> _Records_

• • • • • • •

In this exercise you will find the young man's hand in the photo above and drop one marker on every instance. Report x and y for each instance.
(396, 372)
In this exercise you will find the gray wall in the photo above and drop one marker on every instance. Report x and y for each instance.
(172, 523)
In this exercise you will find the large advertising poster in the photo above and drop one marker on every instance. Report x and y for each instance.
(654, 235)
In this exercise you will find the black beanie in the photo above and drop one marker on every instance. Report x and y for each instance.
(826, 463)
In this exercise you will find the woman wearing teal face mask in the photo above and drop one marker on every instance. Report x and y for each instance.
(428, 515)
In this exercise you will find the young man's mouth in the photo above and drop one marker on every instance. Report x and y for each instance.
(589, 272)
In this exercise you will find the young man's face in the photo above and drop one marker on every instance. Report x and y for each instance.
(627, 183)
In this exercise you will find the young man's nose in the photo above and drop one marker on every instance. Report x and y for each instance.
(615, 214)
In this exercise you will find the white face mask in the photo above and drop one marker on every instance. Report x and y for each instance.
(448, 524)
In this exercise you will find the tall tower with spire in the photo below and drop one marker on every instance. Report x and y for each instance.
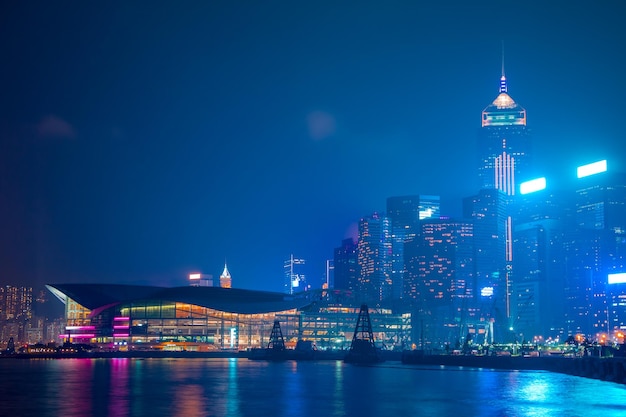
(503, 142)
(225, 279)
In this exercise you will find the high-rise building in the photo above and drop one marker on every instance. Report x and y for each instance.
(346, 266)
(295, 277)
(197, 279)
(16, 302)
(405, 214)
(440, 278)
(374, 258)
(225, 278)
(488, 211)
(596, 248)
(503, 142)
(538, 297)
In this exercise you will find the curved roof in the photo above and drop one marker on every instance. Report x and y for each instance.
(102, 296)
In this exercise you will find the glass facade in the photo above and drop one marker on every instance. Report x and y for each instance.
(182, 326)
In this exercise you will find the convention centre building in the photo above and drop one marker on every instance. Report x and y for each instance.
(216, 318)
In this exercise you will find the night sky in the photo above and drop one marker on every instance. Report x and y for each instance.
(141, 142)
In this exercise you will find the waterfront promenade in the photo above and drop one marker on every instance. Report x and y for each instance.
(611, 369)
(607, 369)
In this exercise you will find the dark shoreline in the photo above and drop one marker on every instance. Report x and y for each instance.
(611, 369)
(606, 369)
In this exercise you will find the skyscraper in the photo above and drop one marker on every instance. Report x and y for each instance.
(596, 248)
(503, 142)
(374, 258)
(225, 278)
(405, 213)
(295, 278)
(346, 266)
(440, 277)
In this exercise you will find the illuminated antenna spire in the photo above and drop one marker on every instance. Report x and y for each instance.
(503, 87)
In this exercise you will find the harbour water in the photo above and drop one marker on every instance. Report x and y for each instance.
(240, 387)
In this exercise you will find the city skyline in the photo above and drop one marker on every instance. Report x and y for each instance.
(145, 149)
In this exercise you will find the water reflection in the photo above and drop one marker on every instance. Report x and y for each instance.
(236, 387)
(338, 394)
(72, 387)
(232, 396)
(119, 389)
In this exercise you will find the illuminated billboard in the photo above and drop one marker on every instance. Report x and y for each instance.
(591, 169)
(531, 186)
(617, 278)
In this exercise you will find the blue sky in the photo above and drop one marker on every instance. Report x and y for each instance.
(144, 141)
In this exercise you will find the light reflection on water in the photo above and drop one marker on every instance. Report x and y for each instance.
(239, 387)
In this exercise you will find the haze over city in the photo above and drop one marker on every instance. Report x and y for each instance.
(142, 142)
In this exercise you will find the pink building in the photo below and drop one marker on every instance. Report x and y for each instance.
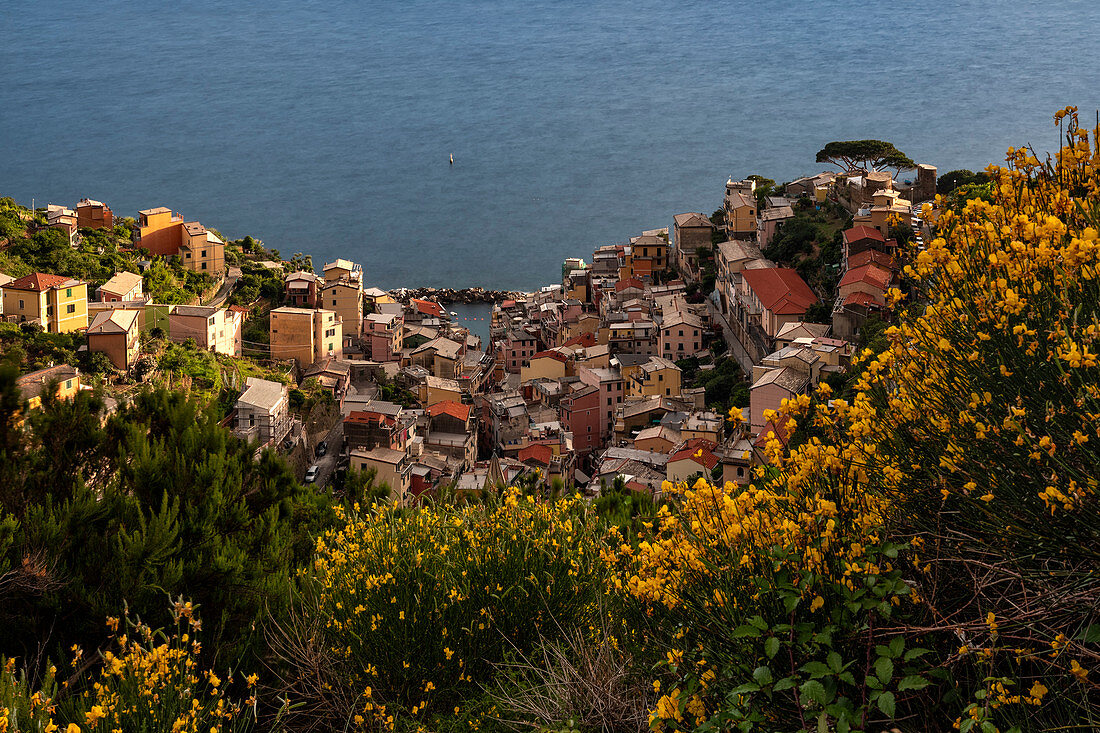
(612, 393)
(580, 415)
(681, 335)
(382, 336)
(774, 296)
(517, 348)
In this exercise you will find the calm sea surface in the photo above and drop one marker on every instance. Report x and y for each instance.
(326, 127)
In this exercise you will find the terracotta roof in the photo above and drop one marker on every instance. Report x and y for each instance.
(455, 409)
(113, 321)
(781, 435)
(859, 299)
(538, 453)
(871, 256)
(862, 231)
(37, 282)
(427, 307)
(121, 282)
(557, 356)
(692, 219)
(871, 274)
(369, 418)
(629, 282)
(699, 450)
(780, 290)
(585, 340)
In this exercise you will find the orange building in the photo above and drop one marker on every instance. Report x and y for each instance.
(166, 233)
(94, 215)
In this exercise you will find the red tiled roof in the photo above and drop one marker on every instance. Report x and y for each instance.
(871, 256)
(860, 299)
(538, 452)
(862, 231)
(367, 418)
(694, 446)
(427, 307)
(780, 290)
(629, 282)
(582, 340)
(36, 282)
(455, 409)
(557, 356)
(871, 274)
(781, 435)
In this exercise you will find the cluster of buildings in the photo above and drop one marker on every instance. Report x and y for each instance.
(580, 382)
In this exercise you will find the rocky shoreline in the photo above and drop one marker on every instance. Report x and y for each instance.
(464, 295)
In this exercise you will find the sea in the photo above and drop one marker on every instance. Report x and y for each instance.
(328, 127)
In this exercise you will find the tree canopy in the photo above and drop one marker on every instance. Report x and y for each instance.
(865, 155)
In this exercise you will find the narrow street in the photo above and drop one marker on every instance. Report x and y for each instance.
(735, 346)
(327, 463)
(227, 287)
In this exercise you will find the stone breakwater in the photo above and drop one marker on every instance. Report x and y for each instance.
(446, 295)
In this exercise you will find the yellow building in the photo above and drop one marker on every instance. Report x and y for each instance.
(32, 385)
(58, 304)
(166, 233)
(201, 251)
(305, 335)
(656, 378)
(344, 297)
(546, 365)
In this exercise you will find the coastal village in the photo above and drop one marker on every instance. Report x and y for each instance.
(659, 359)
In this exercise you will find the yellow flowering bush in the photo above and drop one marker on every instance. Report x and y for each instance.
(417, 604)
(149, 680)
(22, 708)
(948, 499)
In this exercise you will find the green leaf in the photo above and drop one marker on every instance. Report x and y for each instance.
(883, 668)
(815, 669)
(813, 690)
(746, 688)
(886, 703)
(762, 675)
(912, 682)
(784, 684)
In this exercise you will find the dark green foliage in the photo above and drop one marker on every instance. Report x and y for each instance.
(953, 179)
(725, 385)
(818, 313)
(864, 155)
(165, 499)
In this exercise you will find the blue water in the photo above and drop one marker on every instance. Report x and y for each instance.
(326, 127)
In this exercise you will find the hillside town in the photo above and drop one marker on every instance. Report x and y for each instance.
(663, 358)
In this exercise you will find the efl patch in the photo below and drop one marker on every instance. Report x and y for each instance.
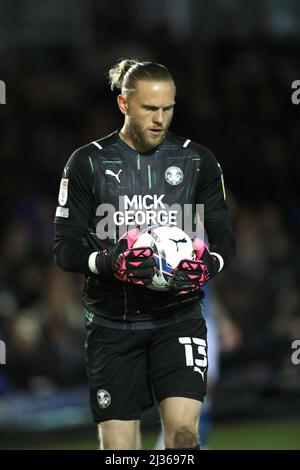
(63, 191)
(103, 398)
(174, 175)
(62, 212)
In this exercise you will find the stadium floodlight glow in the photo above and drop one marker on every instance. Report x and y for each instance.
(2, 92)
(2, 352)
(296, 354)
(296, 94)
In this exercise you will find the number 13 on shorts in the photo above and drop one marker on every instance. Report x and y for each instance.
(189, 354)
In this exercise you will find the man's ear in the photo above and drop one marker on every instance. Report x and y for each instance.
(122, 103)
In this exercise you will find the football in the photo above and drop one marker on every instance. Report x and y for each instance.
(170, 245)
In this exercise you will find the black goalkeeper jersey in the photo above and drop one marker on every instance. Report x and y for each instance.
(107, 184)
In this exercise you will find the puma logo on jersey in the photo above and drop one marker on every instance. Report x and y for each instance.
(109, 172)
(182, 240)
(201, 372)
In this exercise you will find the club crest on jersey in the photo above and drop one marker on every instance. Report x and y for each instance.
(173, 175)
(103, 398)
(63, 191)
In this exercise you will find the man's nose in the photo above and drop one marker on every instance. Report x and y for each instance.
(158, 117)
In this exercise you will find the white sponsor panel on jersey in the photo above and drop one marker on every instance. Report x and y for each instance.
(62, 212)
(63, 192)
(173, 175)
(147, 210)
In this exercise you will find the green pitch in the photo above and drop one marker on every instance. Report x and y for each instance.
(281, 435)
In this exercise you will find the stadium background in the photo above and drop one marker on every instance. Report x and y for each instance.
(234, 63)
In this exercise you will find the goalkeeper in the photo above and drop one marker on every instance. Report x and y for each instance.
(141, 344)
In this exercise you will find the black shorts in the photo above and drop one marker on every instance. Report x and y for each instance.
(127, 369)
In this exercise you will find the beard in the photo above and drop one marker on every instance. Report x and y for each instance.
(141, 140)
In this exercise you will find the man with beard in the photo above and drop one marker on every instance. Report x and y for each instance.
(142, 344)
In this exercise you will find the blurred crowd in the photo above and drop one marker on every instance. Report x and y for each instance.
(236, 99)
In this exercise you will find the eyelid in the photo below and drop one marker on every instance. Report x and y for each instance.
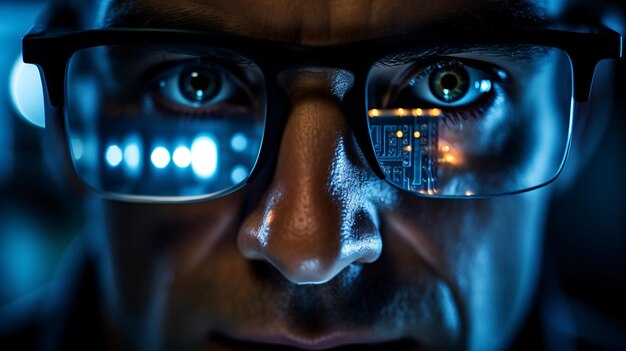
(421, 68)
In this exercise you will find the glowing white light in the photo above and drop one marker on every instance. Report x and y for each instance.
(182, 157)
(113, 155)
(27, 93)
(238, 174)
(239, 142)
(204, 156)
(485, 85)
(160, 157)
(132, 156)
(77, 148)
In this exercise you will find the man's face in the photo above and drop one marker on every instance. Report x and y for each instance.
(318, 252)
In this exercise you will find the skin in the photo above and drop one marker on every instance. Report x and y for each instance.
(318, 252)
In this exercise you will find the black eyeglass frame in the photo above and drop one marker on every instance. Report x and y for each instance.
(51, 53)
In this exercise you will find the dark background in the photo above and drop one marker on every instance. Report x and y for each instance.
(585, 240)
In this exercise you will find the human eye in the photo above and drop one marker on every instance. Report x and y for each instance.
(199, 89)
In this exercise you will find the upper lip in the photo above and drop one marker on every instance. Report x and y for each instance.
(321, 342)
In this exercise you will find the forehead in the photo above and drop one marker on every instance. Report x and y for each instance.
(320, 21)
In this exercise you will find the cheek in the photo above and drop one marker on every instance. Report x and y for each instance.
(497, 268)
(487, 251)
(150, 249)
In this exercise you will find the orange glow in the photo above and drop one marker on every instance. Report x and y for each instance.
(270, 217)
(435, 112)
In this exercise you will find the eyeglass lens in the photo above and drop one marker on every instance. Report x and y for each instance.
(469, 121)
(186, 121)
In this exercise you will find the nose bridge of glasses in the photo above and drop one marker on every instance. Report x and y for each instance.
(335, 82)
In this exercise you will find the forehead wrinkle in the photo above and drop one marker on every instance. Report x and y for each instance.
(323, 21)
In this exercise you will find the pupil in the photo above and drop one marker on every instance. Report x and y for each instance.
(449, 84)
(449, 81)
(199, 84)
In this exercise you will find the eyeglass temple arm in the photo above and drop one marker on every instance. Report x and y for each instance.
(602, 46)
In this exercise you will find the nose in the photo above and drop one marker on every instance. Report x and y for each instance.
(316, 217)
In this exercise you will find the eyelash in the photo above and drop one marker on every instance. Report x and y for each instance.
(452, 115)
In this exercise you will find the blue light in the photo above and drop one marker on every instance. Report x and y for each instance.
(160, 157)
(132, 155)
(238, 174)
(77, 148)
(485, 85)
(239, 142)
(204, 156)
(27, 93)
(182, 157)
(113, 155)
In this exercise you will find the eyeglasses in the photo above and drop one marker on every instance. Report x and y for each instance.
(172, 115)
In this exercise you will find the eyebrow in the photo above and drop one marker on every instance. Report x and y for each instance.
(518, 53)
(493, 14)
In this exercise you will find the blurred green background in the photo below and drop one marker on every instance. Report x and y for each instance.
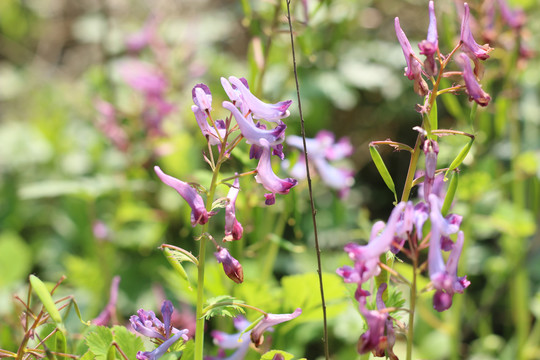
(74, 204)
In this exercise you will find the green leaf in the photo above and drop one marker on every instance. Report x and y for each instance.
(189, 350)
(99, 341)
(381, 167)
(127, 341)
(45, 296)
(88, 356)
(302, 291)
(451, 103)
(15, 258)
(459, 159)
(61, 344)
(224, 305)
(452, 187)
(175, 258)
(433, 118)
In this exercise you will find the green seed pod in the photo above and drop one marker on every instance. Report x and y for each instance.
(46, 298)
(381, 167)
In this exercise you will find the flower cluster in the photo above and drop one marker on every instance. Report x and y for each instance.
(470, 51)
(245, 109)
(146, 79)
(406, 224)
(323, 151)
(241, 340)
(147, 324)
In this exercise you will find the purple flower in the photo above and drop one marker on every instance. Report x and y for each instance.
(202, 97)
(321, 150)
(231, 266)
(110, 310)
(199, 215)
(147, 324)
(161, 349)
(267, 177)
(259, 109)
(469, 45)
(444, 276)
(252, 133)
(378, 243)
(414, 68)
(430, 46)
(378, 322)
(233, 229)
(239, 341)
(268, 321)
(471, 84)
(209, 132)
(366, 257)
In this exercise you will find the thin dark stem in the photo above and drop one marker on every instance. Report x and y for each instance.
(313, 210)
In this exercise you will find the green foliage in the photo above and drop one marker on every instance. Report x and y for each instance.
(224, 305)
(383, 171)
(127, 341)
(269, 355)
(101, 343)
(298, 291)
(45, 296)
(15, 258)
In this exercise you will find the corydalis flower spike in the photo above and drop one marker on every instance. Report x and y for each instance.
(414, 69)
(233, 229)
(443, 276)
(471, 84)
(231, 266)
(268, 321)
(261, 110)
(202, 97)
(430, 46)
(209, 132)
(254, 134)
(199, 215)
(469, 45)
(163, 348)
(267, 177)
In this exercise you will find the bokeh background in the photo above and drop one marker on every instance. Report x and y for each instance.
(79, 202)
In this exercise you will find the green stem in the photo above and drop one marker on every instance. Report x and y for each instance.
(410, 331)
(273, 247)
(199, 330)
(412, 169)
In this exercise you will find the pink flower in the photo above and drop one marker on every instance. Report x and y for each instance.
(267, 177)
(414, 69)
(471, 84)
(259, 109)
(268, 321)
(233, 229)
(469, 45)
(199, 215)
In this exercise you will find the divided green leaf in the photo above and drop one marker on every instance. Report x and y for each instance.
(223, 305)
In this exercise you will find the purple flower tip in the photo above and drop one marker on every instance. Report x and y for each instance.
(199, 215)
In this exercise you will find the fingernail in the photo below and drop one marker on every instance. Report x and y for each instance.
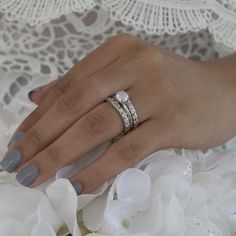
(28, 175)
(35, 90)
(11, 161)
(77, 186)
(15, 138)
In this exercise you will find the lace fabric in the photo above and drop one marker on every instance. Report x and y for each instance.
(152, 16)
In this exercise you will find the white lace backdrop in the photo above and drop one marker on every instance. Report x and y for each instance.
(40, 40)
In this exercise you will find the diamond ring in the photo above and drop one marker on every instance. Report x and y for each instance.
(121, 102)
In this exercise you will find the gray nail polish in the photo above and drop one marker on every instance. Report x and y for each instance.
(35, 90)
(28, 175)
(77, 186)
(11, 161)
(15, 138)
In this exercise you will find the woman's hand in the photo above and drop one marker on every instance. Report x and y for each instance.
(180, 103)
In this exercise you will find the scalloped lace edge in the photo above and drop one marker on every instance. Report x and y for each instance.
(157, 17)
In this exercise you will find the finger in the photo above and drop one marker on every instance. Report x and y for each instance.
(99, 59)
(38, 94)
(93, 129)
(67, 110)
(125, 153)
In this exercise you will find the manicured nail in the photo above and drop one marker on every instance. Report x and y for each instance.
(77, 186)
(28, 175)
(11, 161)
(35, 90)
(15, 138)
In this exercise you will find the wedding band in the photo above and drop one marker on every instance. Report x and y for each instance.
(122, 113)
(123, 98)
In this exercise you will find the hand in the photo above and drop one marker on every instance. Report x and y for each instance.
(180, 103)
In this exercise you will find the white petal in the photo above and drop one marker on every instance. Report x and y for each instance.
(169, 184)
(174, 218)
(136, 185)
(117, 213)
(43, 229)
(156, 156)
(172, 165)
(92, 214)
(63, 198)
(85, 199)
(150, 221)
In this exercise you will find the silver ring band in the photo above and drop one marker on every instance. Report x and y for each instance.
(122, 113)
(123, 98)
(133, 114)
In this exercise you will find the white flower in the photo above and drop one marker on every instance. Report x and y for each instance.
(167, 194)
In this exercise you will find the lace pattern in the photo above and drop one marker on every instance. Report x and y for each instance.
(152, 16)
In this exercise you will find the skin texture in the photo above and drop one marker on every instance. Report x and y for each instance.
(180, 103)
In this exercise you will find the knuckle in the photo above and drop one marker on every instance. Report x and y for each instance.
(53, 156)
(35, 136)
(70, 103)
(127, 152)
(97, 122)
(62, 86)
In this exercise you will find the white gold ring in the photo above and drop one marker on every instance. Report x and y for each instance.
(123, 98)
(122, 113)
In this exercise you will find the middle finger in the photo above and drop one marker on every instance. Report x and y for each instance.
(93, 129)
(69, 108)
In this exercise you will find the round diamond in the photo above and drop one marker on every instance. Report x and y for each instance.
(122, 96)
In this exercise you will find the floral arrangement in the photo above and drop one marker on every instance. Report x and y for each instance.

• • • • • • •

> _Problem_
In the entries above, find the line containing "In this exercise you will find the white petal". Set down that line and every line after it through the last one, exactly and alone.

> _Task result_
In this exercise you will find the white petal in the photo above and drop one marker on every instance. Report x and y for each instance.
(169, 184)
(174, 218)
(136, 185)
(117, 213)
(43, 229)
(156, 156)
(172, 165)
(92, 214)
(63, 198)
(85, 199)
(150, 221)
In this exercise you will find the silver ring band in the photo above and drop one marker on every instance. Report x and y for each instance.
(122, 113)
(123, 98)
(133, 114)
In this exercise you will find the white flower in the photo above and drop one marker on every instance. Report x and y for each instance.
(167, 194)
In this exercise you will find the lace pattern in the photo above and drop one marker on every instance. Report x and y for each instance.
(152, 16)
In this exercise you will find the skin texture in the photo above and drop one marker on every instance. Report x and y for each instance.
(180, 103)
In this exercise you will find the knuckle in the photo above and drop one marker on every instance. Report x and y for each instance.
(53, 156)
(35, 136)
(70, 103)
(127, 152)
(97, 122)
(62, 86)
In this exercise you will find the white gold ring in the photo above and drop one marker on every instance. Report x and y for each instance.
(123, 98)
(122, 113)
In this exercise you will find the middle finger in the photo above and drop one marker on every instance. Report x and y for each instance.
(93, 129)
(69, 108)
In this exercise you will find the round diamond in the photo above and drop one marker on every instance. Report x and y for each instance.
(122, 96)
In this exercise you will find the floral arrangement in the photo above and drop one marker on every instance. Report x and y for each instance.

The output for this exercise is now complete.